* Begin EXTRACTED ENTRIES *

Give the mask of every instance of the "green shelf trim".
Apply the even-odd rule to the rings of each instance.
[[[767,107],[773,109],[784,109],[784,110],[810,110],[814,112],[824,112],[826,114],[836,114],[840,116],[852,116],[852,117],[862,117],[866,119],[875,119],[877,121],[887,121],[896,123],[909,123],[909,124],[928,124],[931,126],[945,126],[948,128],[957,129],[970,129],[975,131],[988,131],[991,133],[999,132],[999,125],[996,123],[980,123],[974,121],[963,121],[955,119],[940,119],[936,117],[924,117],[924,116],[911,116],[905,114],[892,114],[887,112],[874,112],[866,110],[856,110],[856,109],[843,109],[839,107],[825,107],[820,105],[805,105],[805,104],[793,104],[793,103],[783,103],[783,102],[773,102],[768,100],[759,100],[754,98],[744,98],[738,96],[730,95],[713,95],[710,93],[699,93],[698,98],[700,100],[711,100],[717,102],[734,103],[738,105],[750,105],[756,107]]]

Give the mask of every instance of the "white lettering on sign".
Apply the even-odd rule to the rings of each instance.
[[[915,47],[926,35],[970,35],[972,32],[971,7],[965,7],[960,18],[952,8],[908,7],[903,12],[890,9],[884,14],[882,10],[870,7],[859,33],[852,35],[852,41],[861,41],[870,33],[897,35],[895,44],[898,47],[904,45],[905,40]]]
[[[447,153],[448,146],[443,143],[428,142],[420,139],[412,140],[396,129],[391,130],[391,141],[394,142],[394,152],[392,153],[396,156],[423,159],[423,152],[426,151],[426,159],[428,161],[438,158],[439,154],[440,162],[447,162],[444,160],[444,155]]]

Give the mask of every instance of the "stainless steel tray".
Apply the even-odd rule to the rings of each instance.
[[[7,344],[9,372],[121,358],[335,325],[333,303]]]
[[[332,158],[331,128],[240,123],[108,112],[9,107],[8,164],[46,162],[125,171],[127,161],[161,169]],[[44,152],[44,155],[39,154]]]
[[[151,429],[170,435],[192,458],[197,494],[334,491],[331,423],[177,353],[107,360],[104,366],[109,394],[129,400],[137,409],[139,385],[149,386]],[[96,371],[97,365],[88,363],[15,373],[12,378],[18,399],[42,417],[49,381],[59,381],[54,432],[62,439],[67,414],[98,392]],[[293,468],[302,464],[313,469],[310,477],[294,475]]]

* End EXTRACTED ENTRIES *

_EXERCISE PROMPT_.
Pull out each line of the listing above that contains the word "mask", copying it in full.

_OUTPUT OF THE EXERCISE_.
Give the mask of every instance of the "green shelf trim".
Give the mask of every instance of the "white lettering on sign".
Give the mask of every instance of the "stainless steel tray".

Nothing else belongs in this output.